Beards and Beads. In Chicago, the delegates seemed to come from almost the same mold as the neat, well-groomed Republicans who had assembled in Miami Beach three weeks earlier. There were more of them (2,989 v. 1,333 Republicans), and they were crammed into a hall with two-thirds the capacity of Miami Beach’s ample Convention Hall. There were more beards, beads and celebrities, including Astronaut John Glenn, Connecticut Delegates Paul Newman and Arthur Miller, California Delegates Shirley MacLaine, her brother Warren Beatty, Decathlon Star Rafer Johnson and Pierre Salinger. There were more Negroes (337 delegates and alternates v. 78 in Miami Beach), and they played a far more meaningful role. Channing E. Phillips, militant pastor of Washington’s Lincoln Memorial Congregational Temple, was offered as a nominee for the presidency and won 67½ votes. Georgia State representative Julian Bond, also a Negro, was offered as a vice-presidential nominee, but withdrew because he is 6½ years under the constitutional age minimum of 35. Power brokers in their own right, like Cleveland’s Mayor Carl Stokes, Richard Hatcher, Mayor of Gary, Ind., and Michigan Congressman John Conyers were also on hand.

Whatever the differences, the Democrats, like the Republicans, represented the nation in all its diversity. Even more than the Republicans, however, they faithfully reflected the nation’s fissures and feuds. And while the G.O.P. was bent on papering over the cracks in order to restore the party unity that had been all but destroyed in 1964, the Democrats arrived spoiling for a fight. They lost little time in getting down to what amounted to a revolutionary overhauling of the regulations that have governed past conventions. The unit rule, which helped strangle intraparty dissent in nine states by allowing the majority of a delegation to control 100% of the votes, was abolished; Humphrey had been willing to delay the move until 1972 to mollify his Southern backers, but the convention was in no mood to wait. The rule increasing minority representation in delegations at future conventions was strengthened, ensuring that Negroes would be even more heavily represented than they were last week.

The first real battle erupted on the first night. California’s Jesse Unruh, Speaker of the State Assembly and delegation leader, moved to delay consideration of the Credentials Committee report. Humphrey’s men figured that Unruh was simply trying to delay the convention long enough to get a draft movement going for Teddy Kennedy. They decided to force a roll-call vote as the first big test of strength between the pro-and anti-Administration forces. In a nine-room control center on the amphitheatre’s second level, Oklahoma Senator Fred Harris, a key Humphrey aide, declared: “We want to put the crunch on. This is a big one.” Humphrey men on the floor were told: “The vote is ‘No’ on the Unruh motion, and let’s push it.” It turned out to be an easy Humphrey victory—1,648½ to 875 —and it approximately reflected the divisions within the hall.

[Dataset excerpt]
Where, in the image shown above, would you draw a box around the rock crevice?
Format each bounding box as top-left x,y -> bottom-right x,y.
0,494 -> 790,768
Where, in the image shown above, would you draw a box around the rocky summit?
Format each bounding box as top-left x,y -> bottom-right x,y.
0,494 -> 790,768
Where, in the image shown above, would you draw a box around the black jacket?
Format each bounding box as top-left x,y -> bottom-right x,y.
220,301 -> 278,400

* * *

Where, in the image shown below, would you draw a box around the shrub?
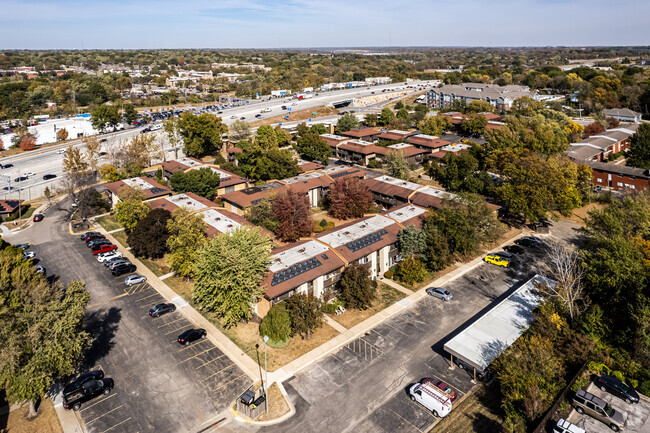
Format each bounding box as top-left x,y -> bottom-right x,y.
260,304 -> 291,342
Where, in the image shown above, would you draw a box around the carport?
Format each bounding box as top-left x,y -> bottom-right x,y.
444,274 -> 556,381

# Directives
**a)** Can you repeat, word for word, everything in the convention passage from "The first real" down to "within the hall."?
**b)** Could you carry on the passage about the Chicago Democratic convention, picking up right after its final sentence?
These records have no connection to the passage about the Chicago Democratic convention.

# Answers to each task
**a)**
The first real battle erupted on the first night. California’s Jesse Unruh, Speaker of the State Assembly and delegation leader, moved to delay consideration of the Credentials Committee report. Humphrey’s men figured that Unruh was simply trying to delay the convention long enough to get a draft movement going for Teddy Kennedy. They decided to force a roll-call vote as the first big test of strength between the pro-and anti-Administration forces. In a nine-room control center on the amphitheatre’s second level, Oklahoma Senator Fred Harris, a key Humphrey aide, declared: “We want to put the crunch on. This is a big one.” Humphrey men on the floor were told: “The vote is ‘No’ on the Unruh motion, and let’s push it.” It turned out to be an easy Humphrey victory—1,648½ to 875 —and it approximately reflected the divisions within the hall.

**b)**
The key credentials disputes involved Mississippi and Georgia. Making good on a promise made in 1964, the Democrats unseated a delegation chosen by the regular Democratic machinery of Mississippi and replaced it with a racially mixed group of insurgents. The Credentials Committee sought to settle the Georgia dispute by awarding half of the delegation’s 41 elected delegate votes to the regulars, who included a number of loyal, moderate party members, and half to a rebel group led by Julian Bond. Bond’s group wanted all the seats, forced a roll-call vote that turned out to be the closest contest of the convention. When the move was beaten 1,413 to 1,041½, the California and New York delegations, which proved a magnetic force for dissent through the convention, chanted “Julian Bond! Julian Bond!” Hurriedly, the convention was adjourned.

Narrow Scope. The most bitter, bruising fight was waged over the Viet Nam plank. The scope of the debate was far narrower than it was a year ago. Then, there was still a raging quarrel about whether the U.S. should escalate the war still further or begin curtailing its involvement. Now practically everybody agreed that the war should be ended, and the dispute centered on the mechanics of settlement. For a time, Humphrey edged toward favoring an outright bombing halt against North Viet Nam, with no conditions attached. Johnson too had been thinking of declaring such a halt, chiefly because he had been assured by Moscow that it was seriously interested in persuading Hanoi to reach a settlement of the war. Premier Kosygin had even sent Johnson a letter expressing Moscow’s willingness to cooperate.

In the light of these developments, Humphrey decided that he would delay staking out a detailed Viet Nam position for the Platform Committee. Events, he figured, would take care of that for him, and any new move toward peace would help him tremendously. He began using more dovish terms in public, promoting a bombing halt and hinting at progress in Paris. Johnson abruptly reversed field with his hard-line talk before the Veterans of Foreign Wars in Detroit two weeks ago, catching Humphrey unawares. The reason: Moscow had turned cool, perhaps because of the Czechoslovak crisis, while Hanoi’s negotiators in Paris had abruptly reverted to a rigid stance and Communist troops in South Viet Nam were resuming their attacks on the cities. Johnson told associates that Hanoi and Moscow were “reading the polls” in the U.S. and “playing Democratic Party politics” in hopes of influencing the choice of a candidate.

After a new briefing, Humphrey reverted to the Administration line. Some Midwestern supporters, who had cheered the dovish stance in a private Chicago talk just a few days earlier, felt betrayed. The hawks were just as outraged that he had even considered a bombing pause.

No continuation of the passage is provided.